**What needs to be done:**
Collect every line of the items that contains the word "doorway" and list those lines.

**Dataset records:**

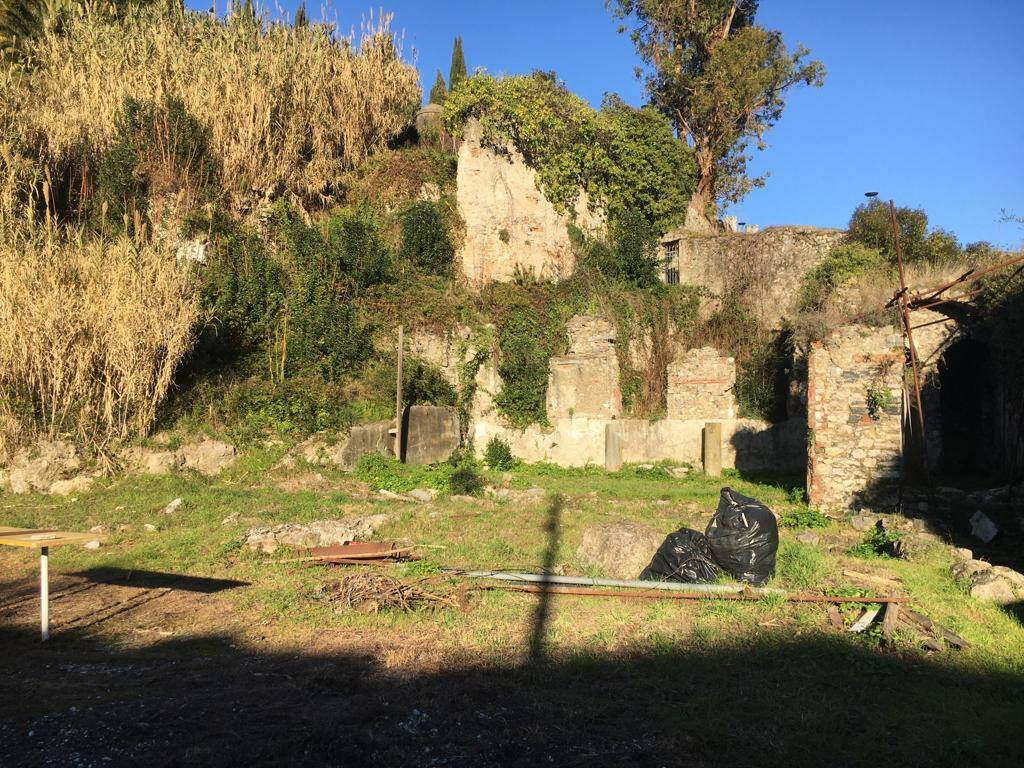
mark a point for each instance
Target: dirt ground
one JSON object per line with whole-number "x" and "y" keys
{"x": 155, "y": 670}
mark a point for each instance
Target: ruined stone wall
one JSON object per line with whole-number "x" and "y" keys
{"x": 509, "y": 222}
{"x": 855, "y": 452}
{"x": 585, "y": 382}
{"x": 768, "y": 263}
{"x": 932, "y": 336}
{"x": 700, "y": 385}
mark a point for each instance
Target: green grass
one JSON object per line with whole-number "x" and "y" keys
{"x": 482, "y": 534}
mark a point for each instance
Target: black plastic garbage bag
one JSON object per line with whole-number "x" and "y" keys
{"x": 742, "y": 536}
{"x": 683, "y": 556}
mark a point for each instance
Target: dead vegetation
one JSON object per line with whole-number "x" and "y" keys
{"x": 372, "y": 592}
{"x": 93, "y": 331}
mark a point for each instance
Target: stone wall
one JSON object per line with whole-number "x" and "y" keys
{"x": 932, "y": 336}
{"x": 700, "y": 385}
{"x": 585, "y": 382}
{"x": 770, "y": 262}
{"x": 510, "y": 224}
{"x": 748, "y": 444}
{"x": 855, "y": 451}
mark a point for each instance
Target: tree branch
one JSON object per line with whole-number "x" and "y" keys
{"x": 728, "y": 20}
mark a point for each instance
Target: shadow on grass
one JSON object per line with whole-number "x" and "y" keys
{"x": 768, "y": 699}
{"x": 157, "y": 580}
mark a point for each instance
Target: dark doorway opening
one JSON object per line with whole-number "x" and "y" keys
{"x": 967, "y": 395}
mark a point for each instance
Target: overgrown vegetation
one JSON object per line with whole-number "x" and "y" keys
{"x": 288, "y": 109}
{"x": 94, "y": 329}
{"x": 626, "y": 160}
{"x": 498, "y": 455}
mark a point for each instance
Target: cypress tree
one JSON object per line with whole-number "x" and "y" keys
{"x": 458, "y": 73}
{"x": 438, "y": 93}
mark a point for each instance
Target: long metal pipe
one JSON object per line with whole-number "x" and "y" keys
{"x": 712, "y": 589}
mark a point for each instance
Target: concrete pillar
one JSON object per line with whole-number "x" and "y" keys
{"x": 712, "y": 452}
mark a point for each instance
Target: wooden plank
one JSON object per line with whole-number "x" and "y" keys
{"x": 39, "y": 538}
{"x": 835, "y": 617}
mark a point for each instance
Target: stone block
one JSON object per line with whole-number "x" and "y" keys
{"x": 700, "y": 385}
{"x": 430, "y": 434}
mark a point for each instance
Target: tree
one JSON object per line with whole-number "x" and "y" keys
{"x": 720, "y": 78}
{"x": 438, "y": 93}
{"x": 458, "y": 72}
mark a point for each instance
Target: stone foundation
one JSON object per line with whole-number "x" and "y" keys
{"x": 772, "y": 261}
{"x": 585, "y": 383}
{"x": 855, "y": 440}
{"x": 748, "y": 444}
{"x": 510, "y": 225}
{"x": 700, "y": 385}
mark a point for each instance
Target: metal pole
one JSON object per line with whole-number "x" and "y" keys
{"x": 44, "y": 592}
{"x": 397, "y": 398}
{"x": 905, "y": 316}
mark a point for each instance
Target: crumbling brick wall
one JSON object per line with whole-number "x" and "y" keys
{"x": 767, "y": 265}
{"x": 585, "y": 382}
{"x": 510, "y": 224}
{"x": 854, "y": 381}
{"x": 701, "y": 383}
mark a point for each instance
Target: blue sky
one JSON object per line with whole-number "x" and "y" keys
{"x": 924, "y": 101}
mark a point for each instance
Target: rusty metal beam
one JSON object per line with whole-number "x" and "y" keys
{"x": 655, "y": 594}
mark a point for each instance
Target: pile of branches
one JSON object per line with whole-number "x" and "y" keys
{"x": 372, "y": 592}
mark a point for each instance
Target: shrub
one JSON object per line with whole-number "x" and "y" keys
{"x": 523, "y": 368}
{"x": 247, "y": 411}
{"x": 243, "y": 296}
{"x": 635, "y": 243}
{"x": 870, "y": 225}
{"x": 93, "y": 332}
{"x": 843, "y": 264}
{"x": 498, "y": 455}
{"x": 879, "y": 542}
{"x": 803, "y": 517}
{"x": 425, "y": 242}
{"x": 288, "y": 110}
{"x": 801, "y": 565}
{"x": 465, "y": 478}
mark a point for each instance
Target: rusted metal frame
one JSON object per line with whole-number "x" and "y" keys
{"x": 934, "y": 323}
{"x": 663, "y": 595}
{"x": 958, "y": 298}
{"x": 905, "y": 313}
{"x": 935, "y": 292}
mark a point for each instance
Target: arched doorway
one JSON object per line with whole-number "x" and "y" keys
{"x": 967, "y": 410}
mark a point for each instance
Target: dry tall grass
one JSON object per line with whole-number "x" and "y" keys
{"x": 93, "y": 331}
{"x": 289, "y": 110}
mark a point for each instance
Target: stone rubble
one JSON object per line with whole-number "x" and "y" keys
{"x": 316, "y": 534}
{"x": 619, "y": 549}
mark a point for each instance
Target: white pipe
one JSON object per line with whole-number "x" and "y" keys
{"x": 44, "y": 592}
{"x": 719, "y": 589}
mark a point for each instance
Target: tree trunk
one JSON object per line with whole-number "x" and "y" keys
{"x": 696, "y": 214}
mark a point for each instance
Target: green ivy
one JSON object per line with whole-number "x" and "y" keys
{"x": 425, "y": 241}
{"x": 625, "y": 159}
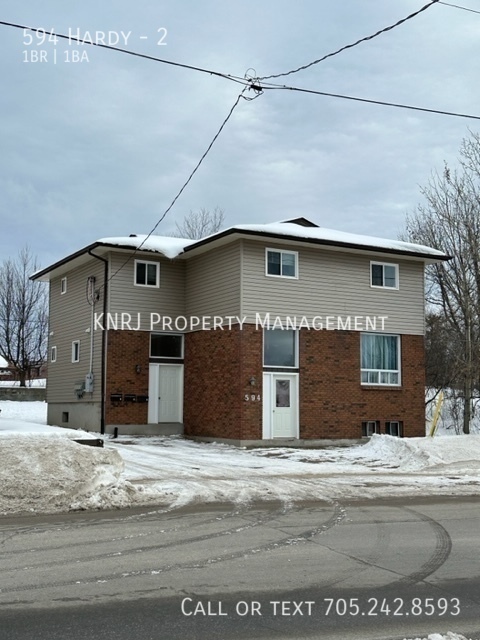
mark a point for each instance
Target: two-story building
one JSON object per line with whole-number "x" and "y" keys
{"x": 260, "y": 332}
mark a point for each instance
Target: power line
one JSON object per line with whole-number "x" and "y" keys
{"x": 457, "y": 6}
{"x": 185, "y": 184}
{"x": 379, "y": 102}
{"x": 210, "y": 72}
{"x": 354, "y": 44}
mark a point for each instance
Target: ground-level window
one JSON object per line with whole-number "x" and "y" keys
{"x": 369, "y": 427}
{"x": 384, "y": 275}
{"x": 394, "y": 428}
{"x": 281, "y": 263}
{"x": 280, "y": 347}
{"x": 76, "y": 351}
{"x": 166, "y": 345}
{"x": 380, "y": 359}
{"x": 147, "y": 274}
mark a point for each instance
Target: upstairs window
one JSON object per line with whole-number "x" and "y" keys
{"x": 384, "y": 275}
{"x": 166, "y": 345}
{"x": 280, "y": 348}
{"x": 283, "y": 264}
{"x": 147, "y": 274}
{"x": 380, "y": 359}
{"x": 76, "y": 351}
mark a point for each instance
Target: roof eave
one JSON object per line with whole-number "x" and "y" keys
{"x": 427, "y": 257}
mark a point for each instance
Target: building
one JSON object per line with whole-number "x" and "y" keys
{"x": 256, "y": 333}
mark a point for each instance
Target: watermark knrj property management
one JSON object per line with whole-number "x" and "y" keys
{"x": 156, "y": 322}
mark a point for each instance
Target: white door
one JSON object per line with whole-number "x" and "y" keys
{"x": 165, "y": 403}
{"x": 284, "y": 410}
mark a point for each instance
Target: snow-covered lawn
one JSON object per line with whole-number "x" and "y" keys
{"x": 42, "y": 470}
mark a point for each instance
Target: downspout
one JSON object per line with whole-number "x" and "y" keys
{"x": 104, "y": 342}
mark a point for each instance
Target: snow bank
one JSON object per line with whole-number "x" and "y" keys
{"x": 50, "y": 473}
{"x": 438, "y": 636}
{"x": 411, "y": 454}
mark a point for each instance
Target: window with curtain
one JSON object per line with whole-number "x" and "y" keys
{"x": 380, "y": 359}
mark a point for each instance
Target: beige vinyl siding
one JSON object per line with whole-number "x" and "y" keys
{"x": 125, "y": 297}
{"x": 213, "y": 282}
{"x": 332, "y": 283}
{"x": 70, "y": 317}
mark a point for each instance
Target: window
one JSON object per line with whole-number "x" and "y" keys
{"x": 394, "y": 428}
{"x": 147, "y": 274}
{"x": 280, "y": 348}
{"x": 384, "y": 275}
{"x": 281, "y": 263}
{"x": 76, "y": 351}
{"x": 166, "y": 345}
{"x": 380, "y": 359}
{"x": 369, "y": 427}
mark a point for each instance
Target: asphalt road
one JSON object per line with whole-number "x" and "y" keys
{"x": 389, "y": 569}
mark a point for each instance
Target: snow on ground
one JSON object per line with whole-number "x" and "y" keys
{"x": 438, "y": 636}
{"x": 42, "y": 470}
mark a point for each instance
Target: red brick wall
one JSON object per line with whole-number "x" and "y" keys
{"x": 125, "y": 350}
{"x": 333, "y": 403}
{"x": 218, "y": 367}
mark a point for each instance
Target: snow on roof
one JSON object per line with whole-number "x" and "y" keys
{"x": 172, "y": 247}
{"x": 167, "y": 245}
{"x": 340, "y": 237}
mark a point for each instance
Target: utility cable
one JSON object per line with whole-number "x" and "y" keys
{"x": 266, "y": 87}
{"x": 353, "y": 44}
{"x": 457, "y": 6}
{"x": 185, "y": 184}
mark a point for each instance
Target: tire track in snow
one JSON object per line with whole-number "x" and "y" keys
{"x": 335, "y": 518}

**Worked answer:**
Target: dark doorway opening
Target: arched doorway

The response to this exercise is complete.